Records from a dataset
────

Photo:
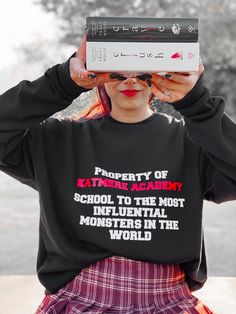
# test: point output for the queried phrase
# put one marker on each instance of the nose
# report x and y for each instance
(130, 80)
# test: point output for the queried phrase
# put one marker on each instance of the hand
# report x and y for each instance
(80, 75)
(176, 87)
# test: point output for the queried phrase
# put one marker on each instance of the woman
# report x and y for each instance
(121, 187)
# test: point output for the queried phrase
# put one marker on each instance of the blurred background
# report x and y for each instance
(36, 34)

────

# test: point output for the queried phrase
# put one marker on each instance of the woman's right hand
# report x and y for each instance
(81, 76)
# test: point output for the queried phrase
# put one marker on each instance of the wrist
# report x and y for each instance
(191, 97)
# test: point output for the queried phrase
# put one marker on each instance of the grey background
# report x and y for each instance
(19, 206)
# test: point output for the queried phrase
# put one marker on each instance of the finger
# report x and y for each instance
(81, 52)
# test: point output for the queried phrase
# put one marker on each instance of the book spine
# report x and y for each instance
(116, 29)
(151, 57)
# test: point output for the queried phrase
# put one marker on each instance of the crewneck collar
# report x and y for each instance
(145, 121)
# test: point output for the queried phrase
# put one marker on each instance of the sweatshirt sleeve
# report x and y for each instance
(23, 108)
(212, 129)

────

#### [What is asked]
Pick out each line of the rows above that contains the string "hand". Case counts.

#### [Answer to this task]
# put one marker on each instance of the hand
# put one marker on each instance of the woman's right hand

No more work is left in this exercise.